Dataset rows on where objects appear
★ ★ ★ ★ ★ ★ ★

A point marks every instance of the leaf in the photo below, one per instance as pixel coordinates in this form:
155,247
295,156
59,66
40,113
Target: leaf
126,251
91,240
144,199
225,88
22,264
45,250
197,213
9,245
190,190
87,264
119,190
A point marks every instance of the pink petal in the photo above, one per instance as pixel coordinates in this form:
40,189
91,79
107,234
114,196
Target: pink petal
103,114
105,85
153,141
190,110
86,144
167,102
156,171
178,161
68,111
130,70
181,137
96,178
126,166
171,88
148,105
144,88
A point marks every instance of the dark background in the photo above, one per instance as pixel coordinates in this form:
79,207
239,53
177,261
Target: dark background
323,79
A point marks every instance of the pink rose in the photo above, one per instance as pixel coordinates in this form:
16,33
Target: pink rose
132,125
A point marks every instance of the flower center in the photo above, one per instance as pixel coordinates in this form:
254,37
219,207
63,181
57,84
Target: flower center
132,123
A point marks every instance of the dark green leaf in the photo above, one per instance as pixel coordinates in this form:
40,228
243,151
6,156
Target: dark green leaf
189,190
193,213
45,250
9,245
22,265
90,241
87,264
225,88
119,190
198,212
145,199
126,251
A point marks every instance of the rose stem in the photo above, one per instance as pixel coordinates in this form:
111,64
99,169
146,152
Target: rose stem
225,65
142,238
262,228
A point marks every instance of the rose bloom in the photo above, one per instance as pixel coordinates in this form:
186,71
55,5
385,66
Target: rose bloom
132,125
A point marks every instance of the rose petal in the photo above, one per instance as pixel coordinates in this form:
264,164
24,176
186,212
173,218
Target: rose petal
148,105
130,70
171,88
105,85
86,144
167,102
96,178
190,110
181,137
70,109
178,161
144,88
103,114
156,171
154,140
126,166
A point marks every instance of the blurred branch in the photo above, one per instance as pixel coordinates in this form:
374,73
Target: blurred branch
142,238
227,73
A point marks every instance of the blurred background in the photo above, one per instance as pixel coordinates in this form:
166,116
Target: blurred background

★ ★ ★ ★ ★ ★ ★

## THE REQUEST
The listing above must be transcribed exactly, line by line.

## ANSWER BELOW
A point marks every instance of the leaf in the photo below, one per instance as pixel coordinates in this form:
155,247
295,156
59,66
40,113
Target: leaf
126,251
91,240
144,199
225,88
22,264
45,250
197,213
9,245
190,190
87,264
119,190
A point marks every instance of the pink petal in the photo above, one per instance as pixel coordinates in this form:
40,189
91,79
107,234
114,196
Target: pink petal
103,114
105,85
153,141
190,110
86,144
167,102
156,171
178,161
68,111
130,70
181,137
96,178
126,166
171,88
148,105
144,88
A point marks every instance of the dark background in the photo above, one per instance as pixel coordinates in this form:
79,207
239,53
177,261
Target: dark background
323,79
A point marks every instance of the pink rose in the photo above, one per instance as pixel coordinates in this form:
16,33
Target: pink rose
132,125
A point marks every instance of the flower center in the photo above, one per instance as pixel coordinates in this form:
254,37
219,207
63,181
57,84
Target: flower center
132,123
A point marks every instance of the dark green leaf in the photo above, one per instance as pixel coordinates in this form:
40,228
243,151
6,156
Target: dark green leaf
189,190
193,213
45,250
9,245
22,265
90,241
87,264
225,88
119,190
198,212
145,199
126,251
A point marks every instance of the rose stem in the photo above, one per instance as pixel coordinates in this form:
111,64
99,169
146,152
Target: rose stem
225,65
142,238
262,228
A point marks every instance of the rose bloom in the photo above, one per instance as pixel coordinates in this form:
186,71
55,5
385,66
Target: rose bloom
132,125
A point marks every instance of the rose petal in the photo above, one per instance as pixel coordinates in this form:
264,164
24,176
186,212
173,218
Target: rose petal
148,105
130,70
171,88
105,85
86,144
167,102
96,178
190,110
181,137
70,109
178,161
144,88
103,114
156,171
154,140
126,166
A point marks every instance of the blurred branch in the photo above, one per instance as pixel coordinates in this form:
374,73
Target: blurred branch
142,238
227,73
A point marks every instance of the blurred background in the photo above, one per instance as pixel coordinates in this form:
166,116
Target: blurred background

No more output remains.